Daten, aus einer Sammlung entnommen
+ + + +

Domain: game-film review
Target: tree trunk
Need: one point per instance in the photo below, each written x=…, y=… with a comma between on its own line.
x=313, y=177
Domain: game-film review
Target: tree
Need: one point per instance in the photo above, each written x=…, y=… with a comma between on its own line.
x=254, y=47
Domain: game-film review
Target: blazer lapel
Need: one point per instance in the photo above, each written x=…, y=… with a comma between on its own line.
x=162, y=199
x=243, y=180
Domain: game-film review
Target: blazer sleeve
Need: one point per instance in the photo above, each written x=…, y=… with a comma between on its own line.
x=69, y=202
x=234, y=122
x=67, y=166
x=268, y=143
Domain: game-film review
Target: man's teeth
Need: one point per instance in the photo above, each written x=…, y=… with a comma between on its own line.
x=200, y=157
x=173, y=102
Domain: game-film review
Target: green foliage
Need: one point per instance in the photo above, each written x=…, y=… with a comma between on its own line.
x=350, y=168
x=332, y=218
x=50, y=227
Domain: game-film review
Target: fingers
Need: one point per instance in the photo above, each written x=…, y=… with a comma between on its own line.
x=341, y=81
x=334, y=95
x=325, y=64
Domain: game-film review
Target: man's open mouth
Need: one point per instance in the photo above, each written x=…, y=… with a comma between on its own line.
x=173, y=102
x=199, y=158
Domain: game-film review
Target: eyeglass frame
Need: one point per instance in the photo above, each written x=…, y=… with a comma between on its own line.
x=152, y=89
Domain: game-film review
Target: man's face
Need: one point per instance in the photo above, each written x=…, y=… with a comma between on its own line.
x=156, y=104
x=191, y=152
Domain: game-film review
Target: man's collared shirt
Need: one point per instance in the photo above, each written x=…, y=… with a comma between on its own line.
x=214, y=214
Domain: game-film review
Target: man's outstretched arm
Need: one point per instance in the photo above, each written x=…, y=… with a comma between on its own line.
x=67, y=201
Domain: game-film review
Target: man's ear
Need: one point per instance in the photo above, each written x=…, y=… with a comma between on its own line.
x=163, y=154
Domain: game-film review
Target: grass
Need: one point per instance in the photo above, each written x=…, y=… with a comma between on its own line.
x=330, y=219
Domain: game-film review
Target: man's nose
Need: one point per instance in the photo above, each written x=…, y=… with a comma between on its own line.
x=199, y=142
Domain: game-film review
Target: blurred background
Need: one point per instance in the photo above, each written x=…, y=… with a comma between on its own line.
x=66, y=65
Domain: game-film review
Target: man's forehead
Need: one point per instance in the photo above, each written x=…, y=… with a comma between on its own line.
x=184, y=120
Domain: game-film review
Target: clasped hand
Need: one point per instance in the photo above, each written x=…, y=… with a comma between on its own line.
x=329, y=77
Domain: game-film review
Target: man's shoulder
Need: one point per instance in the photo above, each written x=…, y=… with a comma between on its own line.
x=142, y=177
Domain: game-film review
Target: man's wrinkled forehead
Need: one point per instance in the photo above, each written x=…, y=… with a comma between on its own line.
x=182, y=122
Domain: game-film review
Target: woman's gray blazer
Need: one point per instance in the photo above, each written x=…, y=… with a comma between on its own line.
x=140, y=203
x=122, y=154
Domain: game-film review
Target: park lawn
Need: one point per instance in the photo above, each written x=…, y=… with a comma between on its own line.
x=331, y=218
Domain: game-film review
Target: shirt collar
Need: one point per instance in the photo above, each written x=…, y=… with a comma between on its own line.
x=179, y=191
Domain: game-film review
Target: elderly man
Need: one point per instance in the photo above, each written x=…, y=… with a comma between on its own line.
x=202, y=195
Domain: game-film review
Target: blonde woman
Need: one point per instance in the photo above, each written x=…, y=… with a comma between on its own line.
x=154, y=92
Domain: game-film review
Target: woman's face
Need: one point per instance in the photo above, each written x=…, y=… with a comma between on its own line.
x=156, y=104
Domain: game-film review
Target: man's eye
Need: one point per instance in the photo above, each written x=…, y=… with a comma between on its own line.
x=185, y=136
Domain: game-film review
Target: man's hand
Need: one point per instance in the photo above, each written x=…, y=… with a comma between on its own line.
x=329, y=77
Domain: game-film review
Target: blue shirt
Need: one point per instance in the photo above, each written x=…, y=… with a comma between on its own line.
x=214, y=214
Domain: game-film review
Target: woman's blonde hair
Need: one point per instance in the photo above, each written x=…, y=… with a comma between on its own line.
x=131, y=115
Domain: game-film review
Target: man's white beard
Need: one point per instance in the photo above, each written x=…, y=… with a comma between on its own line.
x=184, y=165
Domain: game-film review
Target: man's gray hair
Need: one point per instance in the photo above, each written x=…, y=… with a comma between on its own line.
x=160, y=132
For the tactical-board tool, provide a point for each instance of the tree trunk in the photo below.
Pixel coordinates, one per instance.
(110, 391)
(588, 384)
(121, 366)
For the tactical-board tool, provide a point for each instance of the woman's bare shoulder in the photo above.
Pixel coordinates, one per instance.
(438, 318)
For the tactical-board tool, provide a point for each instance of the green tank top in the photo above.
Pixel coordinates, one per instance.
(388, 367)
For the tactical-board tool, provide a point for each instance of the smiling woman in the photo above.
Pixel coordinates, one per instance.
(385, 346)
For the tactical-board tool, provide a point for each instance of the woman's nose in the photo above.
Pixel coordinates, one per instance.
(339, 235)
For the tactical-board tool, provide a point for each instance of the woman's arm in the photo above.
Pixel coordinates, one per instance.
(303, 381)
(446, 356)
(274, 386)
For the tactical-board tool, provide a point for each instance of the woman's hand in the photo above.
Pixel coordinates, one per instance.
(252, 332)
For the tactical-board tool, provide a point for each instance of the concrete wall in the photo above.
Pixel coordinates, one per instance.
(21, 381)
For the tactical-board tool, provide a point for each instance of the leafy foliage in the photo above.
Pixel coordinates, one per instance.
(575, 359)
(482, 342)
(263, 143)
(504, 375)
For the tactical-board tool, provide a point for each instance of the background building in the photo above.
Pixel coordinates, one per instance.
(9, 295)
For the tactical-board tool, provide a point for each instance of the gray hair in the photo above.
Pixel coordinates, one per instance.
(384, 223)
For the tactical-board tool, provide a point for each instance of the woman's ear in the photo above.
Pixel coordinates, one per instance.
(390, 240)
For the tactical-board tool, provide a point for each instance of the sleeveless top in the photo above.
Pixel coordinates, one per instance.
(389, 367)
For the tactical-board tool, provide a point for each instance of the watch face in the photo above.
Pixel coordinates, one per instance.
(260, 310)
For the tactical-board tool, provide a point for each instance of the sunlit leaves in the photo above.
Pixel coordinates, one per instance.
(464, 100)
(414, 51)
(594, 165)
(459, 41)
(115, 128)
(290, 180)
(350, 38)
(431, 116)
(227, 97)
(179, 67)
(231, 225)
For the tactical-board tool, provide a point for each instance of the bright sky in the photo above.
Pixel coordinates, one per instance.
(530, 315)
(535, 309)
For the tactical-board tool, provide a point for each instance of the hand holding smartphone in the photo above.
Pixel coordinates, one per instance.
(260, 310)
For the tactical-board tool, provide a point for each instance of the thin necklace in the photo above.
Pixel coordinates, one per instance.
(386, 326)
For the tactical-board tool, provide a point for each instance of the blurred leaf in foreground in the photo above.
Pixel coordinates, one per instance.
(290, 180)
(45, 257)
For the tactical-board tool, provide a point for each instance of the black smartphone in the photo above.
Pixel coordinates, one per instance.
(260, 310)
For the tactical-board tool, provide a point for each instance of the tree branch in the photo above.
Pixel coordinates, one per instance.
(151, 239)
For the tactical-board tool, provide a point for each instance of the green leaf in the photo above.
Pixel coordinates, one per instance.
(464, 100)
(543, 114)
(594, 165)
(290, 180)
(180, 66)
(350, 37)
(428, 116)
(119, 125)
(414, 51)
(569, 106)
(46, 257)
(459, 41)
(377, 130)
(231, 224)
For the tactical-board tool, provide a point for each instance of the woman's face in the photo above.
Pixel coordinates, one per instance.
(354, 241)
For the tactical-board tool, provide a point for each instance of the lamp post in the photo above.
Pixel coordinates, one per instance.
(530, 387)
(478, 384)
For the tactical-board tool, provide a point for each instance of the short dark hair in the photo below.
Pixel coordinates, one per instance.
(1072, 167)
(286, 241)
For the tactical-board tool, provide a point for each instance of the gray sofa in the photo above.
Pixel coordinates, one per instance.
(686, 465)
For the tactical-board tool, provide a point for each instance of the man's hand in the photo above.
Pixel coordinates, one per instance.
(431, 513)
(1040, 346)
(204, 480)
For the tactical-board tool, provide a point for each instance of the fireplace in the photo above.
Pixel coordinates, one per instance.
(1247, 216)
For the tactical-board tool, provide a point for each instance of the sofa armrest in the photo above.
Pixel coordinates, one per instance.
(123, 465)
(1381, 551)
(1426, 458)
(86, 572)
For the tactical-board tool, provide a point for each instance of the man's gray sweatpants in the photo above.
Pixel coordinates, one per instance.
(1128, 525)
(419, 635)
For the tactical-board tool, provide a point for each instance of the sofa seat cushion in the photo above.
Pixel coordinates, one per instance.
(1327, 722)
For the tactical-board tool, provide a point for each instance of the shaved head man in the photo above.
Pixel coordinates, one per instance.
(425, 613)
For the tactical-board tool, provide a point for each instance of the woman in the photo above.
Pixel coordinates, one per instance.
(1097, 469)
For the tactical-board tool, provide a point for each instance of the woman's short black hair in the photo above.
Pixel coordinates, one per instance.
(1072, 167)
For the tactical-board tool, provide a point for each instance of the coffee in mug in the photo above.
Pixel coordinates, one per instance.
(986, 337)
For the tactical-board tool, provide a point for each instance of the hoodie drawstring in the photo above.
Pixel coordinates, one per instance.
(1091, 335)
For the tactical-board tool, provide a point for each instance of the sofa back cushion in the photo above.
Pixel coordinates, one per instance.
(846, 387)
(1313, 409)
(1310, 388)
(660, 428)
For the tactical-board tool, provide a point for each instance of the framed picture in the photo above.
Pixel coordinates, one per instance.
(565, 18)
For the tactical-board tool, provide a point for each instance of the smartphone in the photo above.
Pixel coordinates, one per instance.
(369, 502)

+ + + +

ZIEL DER ÜBUNG. Gib die Zeilen der Daten von der Zeile mit „back cushion in the photo above.“ bis zum Ende der Daten, beide einschließlich, noch einmal wieder. Ersetze dabei „tactical-board tool“ durch „match-analysis tool“ und lass alles andere unverändert.

MUSTERLÖSUNG.
For the match-analysis tool, provide a point for each instance of the sofa back cushion in the photo above.
Pixel coordinates, one per instance.
(846, 387)
(1313, 409)
(1310, 388)
(660, 428)
For the match-analysis tool, provide a point for each instance of the framed picture in the photo above.
Pixel coordinates, one per instance.
(565, 18)
For the match-analysis tool, provide a point for each instance of the smartphone in the photo above.
Pixel coordinates, one per instance.
(369, 502)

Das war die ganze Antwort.